++++ Material for the task

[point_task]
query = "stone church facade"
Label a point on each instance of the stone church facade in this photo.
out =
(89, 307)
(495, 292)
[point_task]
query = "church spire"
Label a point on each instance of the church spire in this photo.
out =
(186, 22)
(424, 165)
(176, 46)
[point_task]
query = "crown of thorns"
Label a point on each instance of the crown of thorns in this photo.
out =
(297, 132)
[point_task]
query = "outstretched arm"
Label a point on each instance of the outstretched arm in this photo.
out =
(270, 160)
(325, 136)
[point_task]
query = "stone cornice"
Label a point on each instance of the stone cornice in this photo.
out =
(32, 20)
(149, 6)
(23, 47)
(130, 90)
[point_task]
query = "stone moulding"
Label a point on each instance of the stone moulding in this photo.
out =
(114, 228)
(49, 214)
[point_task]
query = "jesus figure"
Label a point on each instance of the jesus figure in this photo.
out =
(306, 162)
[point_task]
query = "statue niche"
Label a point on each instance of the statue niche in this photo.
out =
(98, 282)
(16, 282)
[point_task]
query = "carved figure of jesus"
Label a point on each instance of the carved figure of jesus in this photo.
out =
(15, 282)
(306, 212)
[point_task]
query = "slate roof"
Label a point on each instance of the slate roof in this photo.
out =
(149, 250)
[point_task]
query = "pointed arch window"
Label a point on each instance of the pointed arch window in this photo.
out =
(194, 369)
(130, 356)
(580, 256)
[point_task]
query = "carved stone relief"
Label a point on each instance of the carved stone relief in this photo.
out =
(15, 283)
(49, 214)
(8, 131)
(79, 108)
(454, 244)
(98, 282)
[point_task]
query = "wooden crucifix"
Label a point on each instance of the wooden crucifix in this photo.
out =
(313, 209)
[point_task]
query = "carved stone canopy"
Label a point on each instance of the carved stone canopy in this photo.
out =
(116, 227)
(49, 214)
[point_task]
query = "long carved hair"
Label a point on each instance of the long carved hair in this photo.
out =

++++++++
++++ Material for the task

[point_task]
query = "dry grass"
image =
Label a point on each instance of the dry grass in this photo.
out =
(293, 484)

++++++++

_Goal of the exercise_
Where a line contains the word "spire", copy that line from the listing above.

_Answer space_
query = "church spire"
Label a point on each instance of the church spire in this photo.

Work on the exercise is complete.